* _文本节选_

★ ★ ★ ★

快来解锁PyTorch新技能：torch.fix

Original AI小将机器学习算法工程师 2021-12-31

点蓝色字关注“机器学习算法工程师”

设为星标，干货直达！

PyTorch1.9版本正式发布了torch.fx预览版，而在1.10版本发布了稳定版本，torch.fx这个工具包的主要功能是实现对nn.Module实例的变换，或者说用来操作模型。听起来这个功能有点怪，但是如果你深入了解的话，你会发现其实它的用处还不少。这里先简单介绍一下torch.fx核心概念，然后介绍它的几个具体应用实例。

torch.fx主要有3个组件：符号追踪器（symbolic tracer），中间表示（intermediate representation）， Python代码生成（Python code generation）。为了快速理解，这里给出一个简单的例子：

import torch
# Simple module for demonstration
class MyModule(torch.nn.Module):
    def __init__(self):
        super().__init__()
        self.param = torch.nn.Parameter(torch.rand(3, 4))
        self.linear = torch.nn.Linear(4, 5)

    def forward(self, x):
        return self.linear(x + self.param).clamp(min=0.0, max=1.0)

module = MyModule()

from torch.fx import symbolic_trace
# 符号追踪这个模块
# Symbolic tracing frontend - captures the semantics of the module
symbolic_traced : torch.fx.GraphModule = symbolic_trace(module)

# 中间表示
# High-level intermediate representation (IR) - Graph representation
print(symbolic_traced.graph)
"""
graph():
    %x : [#users=1] = placeholder[target=x]
    %param : [#users=1] = get_attr[target=param]
    %add : [#users=1] = call_function[target=operator.add](args = (%x, %param), kwargs = {})
    %linear : [#users=1] = call_module[target=linear](args = (%add,), kwargs = {})
    %clamp : [#users=1] = call_method[target=clamp](args = (%linear,), kwargs = {min: 0.0, max: 1.0})
    return clamp
"""

# 生成代码
# Code generation - valid Python code
print(symbolic_traced.code)
"""
def forward(self, x):
    param = self.param
    add = x + param;  x = param = None
    linear = self.linear(add);  add = None
    clamp = linear.clamp(min = 0.0, max = 1.0);  linear = None
    return clamp
"""

符号追踪器对模块的forward代码进行符号执行，它送入的是假的输入，叫做Proxies，代码中的所有operations都被记录下来。这个过程和TensorFlow构建静态图有点类似，Proxies类似placeholder。

这个追踪最终可以得到代码计算图的中间表示：torch.fx.Graph，和TensorFlow的Graph基本是相同的概念。Graph记录了所有的operations，具体的，一个Graph包括一系列的torch.fx.Node，Node是Graph的最基本单元，它对应的是一个operation，Node.op记录的具体的操作类型，主要包括以下几种类型：placeholder，get_attr，call_function，call_module，call_method，output。这里通过一个例子来理解这几个具体的类型：

import torch
import torch.fx

class MyModule(torch.nn.Module):
    def __init__(self):
        super().__init__()
        self.param = torch.nn.Parameter(torch.rand(3, 4))
        self.linear = torch.nn.Linear(4, 5)

    def forward(self, x):
        return torch.topk(torch.sum(
            self.linear(x + self.linear.weight).relu(), dim=-1), 3)

m = MyModule()
gm = torch.fx.symbolic_trace(m)

# 打印graph的所有node
gm.graph.print_tabular()

★ ★ ★ ★

* _任务列表_
1 – 判断下面三项说法是否与上面这篇介绍torch.fx的文章相符，每项回答“是”或“否”，并一字不差地引用文中起决定作用的词句。
(a) torch.fx的稳定版本是在PyTorch 1.9版本中发布的。
(b) 符号追踪器送入的假输入叫做Proxies。
(c) Node是Graph的最基本单元。
2 – 把上面这篇介绍torch.fx的文章中以“这个追踪最终可以得到”开头的那一段改写成要点列表，保留其主要事实。
3 – 把上面这篇介绍torch.fx的文章中从“PyTorch1.9版本正式”开始、到“后介绍它的几个具体应用实例。”结束的部分原样抄写出来。

★ ★ ★ ★

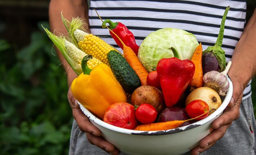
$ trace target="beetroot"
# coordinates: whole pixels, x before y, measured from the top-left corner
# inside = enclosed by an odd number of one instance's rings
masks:
[[[158,122],[165,122],[169,121],[184,120],[190,119],[185,108],[180,107],[173,107],[166,108],[160,114]],[[185,122],[179,126],[190,124],[195,121]]]

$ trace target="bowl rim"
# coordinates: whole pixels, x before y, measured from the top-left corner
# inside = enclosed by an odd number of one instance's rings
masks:
[[[196,122],[186,126],[177,127],[175,128],[169,129],[167,130],[161,130],[157,131],[139,131],[131,129],[128,129],[116,126],[106,123],[103,121],[99,119],[97,117],[92,114],[88,109],[85,108],[82,104],[78,101],[78,103],[80,106],[80,108],[83,113],[88,117],[90,121],[93,122],[98,125],[104,128],[106,128],[109,130],[119,133],[125,133],[127,134],[132,135],[159,135],[167,134],[171,134],[176,133],[177,132],[183,131],[185,130],[190,130],[192,128],[196,127],[199,126],[203,125],[207,122],[211,121],[214,119],[216,117],[220,114],[222,114],[222,113],[227,106],[229,103],[233,94],[233,84],[230,78],[227,75],[227,79],[229,84],[229,87],[227,92],[226,95],[220,107],[217,109],[211,114],[207,117],[197,121]]]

★ ★ ★ ★

* _答案列表_
1 –
(a) 否。“PyTorch1.9版本正式发布了torch.fx预览版，而在1.10版本发布了稳定版本”
(b) 是。“它送入的是假的输入，叫做Proxies”
(c) 是。“Node是Graph的最基本单元”

2 –
- 追踪最终得到代码计算图的中间表示torch.fx.Graph，它与TensorFlow的Graph基本是相同的概念。
- Graph记录了所有的operations，由一系列torch.fx.Node组成。
- Node是Graph的最基本单元，对应一个operation。
- Node.op记录具体的操作类型，主要包括placeholder、get_attr、call_function、call_module、call_method和output。

3 –
PyTorch1.9版本正式发布了torch.fx预览版，而在1.10版本发布了稳定版本，torch.fx这个工具包的主要功能是实现对nn.Module实例的变换，或者说用来操作模型。听起来这个功能有点怪，但是如果你深入了解的话，你会发现其实它的用处还不少。这里先简单介绍一下torch.fx核心概念，然后介绍它的几个具体应用实例。